▶ **The problem**
Reproduce every entry exactly as shown.

Region pointing data:
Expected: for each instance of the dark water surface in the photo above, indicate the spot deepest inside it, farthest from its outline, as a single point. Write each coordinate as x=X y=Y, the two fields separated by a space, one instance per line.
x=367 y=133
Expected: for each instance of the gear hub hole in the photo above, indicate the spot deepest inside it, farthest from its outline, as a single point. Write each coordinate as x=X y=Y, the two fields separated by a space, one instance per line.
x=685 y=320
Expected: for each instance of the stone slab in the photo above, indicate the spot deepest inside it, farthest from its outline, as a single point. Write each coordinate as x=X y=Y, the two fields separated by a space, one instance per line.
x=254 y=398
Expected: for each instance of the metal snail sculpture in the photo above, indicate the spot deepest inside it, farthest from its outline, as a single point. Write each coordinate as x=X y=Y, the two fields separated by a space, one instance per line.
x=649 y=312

▶ **Response area**
Expected: for each instance of the dark water surface in the photo above, indicate the spot deepest inside it, farthest from its outline, as a single point. Write each coordinate as x=X y=Y, the two fields separated by a space, one instance per line.
x=367 y=133
Expected: for each instance of the gear hub hole in the photo above, indicate the spot deepest inside it, farthest from its outline, as a single point. Write each coordinate as x=X y=Y, the two fields separated by a space, one instance per line.
x=685 y=320
Expected: for each instance of the stone slab in the photo above, indicate the spot deepest inside it, farthest from its outline, as a single point. Write each coordinate as x=X y=Y, the two fields separated by a space, one instance per line.
x=254 y=398
Expected: for each instance of the metal snail sculpture in the photo above, indicate the spot deepest inside it, farthest from its outline, as a single point. Write each coordinate as x=X y=Y, the two fields separated by a space, one instance per line.
x=649 y=312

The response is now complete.